By: Protodeacon David Kennedy
The primary rational that Orientalium ecclesiarum gives for the restoration of the diaconate in the Eastern Catholic Churches is “in order that the ancient legislation (discipline) concerning the sacrament of orders in the Eastern Churches may regain its force.” It is here that an examination of footnote no. 21 of the text needs to take place in order to gain an understanding of the phrase ‘ancient legislation’.
We will begin with Canon 18 of Nicaea (AD 325) that reads:
“It has come to the attention of this holy and great synod that in some places and cities deacons give communion to presbyters, although neither canon nor custom allows this, namely that those who have no authority to offer should give the body of Christ to those who do offer. Moreover it has become known that some of the deacons now receive the eucharist even before the bishops. All these practices must be suppressed. Deacons must remain within their own limits, knowing that they are the ministers of the bishop and subordinate to the presbyters. Let them receive the eucharist according to their order after the presbyters from the hands of the bishop or the presbyter. Nor shall permission be given for the deacons to sit among the presbyters, for such an arrangement is contrary to the canon and to rank. If anyone refuses to comply even after these decrees, he is to be suspended from the diaconate.”
According to Canon 18, the following practices must be addressed and corrected:
- Deacons distributing communion to presbyters. (It mentions nothing of deacons distributing communion to bishops, although it seems that this would also be prohibited.)
- Deacons receiving communion before bishops. (It corrects this abuse by stating that deacons are to receive communion after the presbyters.)
- Deacons sitting among presbyters. (It is not explicitly clear if this is only a prohibition in liturgical assemblies or in all circumstances but given that the rest of the canon focuses on ‘communion’, it might be presumed that the context is liturgical.)

______

Task set =>
(a) Say whether each statement agrees with the commentary on the diaconate. Answer yes or no, and quote the deciding words. (i) Canon 18 directs deacons to receive the eucharist after the presbyters. (ii) Canon 18 explicitly forbids deacons from giving communion to bishops. (iii) A deacon who refuses to comply is to be suspended from the diaconate.
(b) Restate the commentary on the diaconate from "- Deacons sitting" up to and including "context is liturgical.)", renaming "liturgical assemblies" as "church services".

______

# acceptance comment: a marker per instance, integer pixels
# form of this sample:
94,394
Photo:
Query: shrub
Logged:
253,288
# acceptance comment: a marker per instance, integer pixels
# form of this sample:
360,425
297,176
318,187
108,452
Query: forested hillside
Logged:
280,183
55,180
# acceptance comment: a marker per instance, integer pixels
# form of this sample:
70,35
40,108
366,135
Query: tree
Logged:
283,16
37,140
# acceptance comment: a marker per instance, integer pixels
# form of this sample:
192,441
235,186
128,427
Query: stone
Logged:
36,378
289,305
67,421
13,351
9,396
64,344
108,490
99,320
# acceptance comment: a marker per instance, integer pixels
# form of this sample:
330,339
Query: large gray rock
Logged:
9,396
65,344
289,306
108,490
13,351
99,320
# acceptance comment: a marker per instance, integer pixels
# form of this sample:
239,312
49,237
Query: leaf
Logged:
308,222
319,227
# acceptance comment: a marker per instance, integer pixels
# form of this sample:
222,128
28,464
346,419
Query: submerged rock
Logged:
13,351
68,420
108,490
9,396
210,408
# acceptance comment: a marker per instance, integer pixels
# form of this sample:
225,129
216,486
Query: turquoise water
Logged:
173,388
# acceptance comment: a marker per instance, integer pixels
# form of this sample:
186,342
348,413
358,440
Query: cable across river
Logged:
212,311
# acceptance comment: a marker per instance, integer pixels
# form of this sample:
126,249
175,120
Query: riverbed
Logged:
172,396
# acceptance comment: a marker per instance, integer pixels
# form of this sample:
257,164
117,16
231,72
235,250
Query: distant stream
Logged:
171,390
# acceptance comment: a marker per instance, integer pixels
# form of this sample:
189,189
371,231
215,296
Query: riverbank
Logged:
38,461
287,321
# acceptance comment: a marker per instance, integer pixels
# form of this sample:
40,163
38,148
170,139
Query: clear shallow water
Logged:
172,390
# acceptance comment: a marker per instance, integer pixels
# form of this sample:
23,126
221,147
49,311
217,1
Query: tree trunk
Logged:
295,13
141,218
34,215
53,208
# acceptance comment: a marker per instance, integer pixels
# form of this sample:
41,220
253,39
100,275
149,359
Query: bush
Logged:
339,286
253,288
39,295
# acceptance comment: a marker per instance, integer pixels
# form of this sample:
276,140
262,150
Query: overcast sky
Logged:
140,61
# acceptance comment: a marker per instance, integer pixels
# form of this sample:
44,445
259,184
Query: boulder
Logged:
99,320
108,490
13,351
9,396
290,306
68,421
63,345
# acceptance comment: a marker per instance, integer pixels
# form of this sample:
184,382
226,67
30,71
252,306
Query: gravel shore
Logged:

______

Exercise results =>
(a)
(i) Yes: "Let them receive the eucharist according to their order after the presbyters from the hands of the bishop or the presbyter."
(ii) No: "It mentions nothing of deacons distributing communion to bishops, although it seems that this would also be prohibited."
(iii) Yes: "If anyone refuses to comply even after these decrees, he is to be suspended from the diaconate."

(b)
- Deacons sitting among presbyters. (It is not explicitly clear if this is only a prohibition in church services or in all circumstances but given that the rest of the canon focuses on ‘communion’, it might be presumed that the context is liturgical.)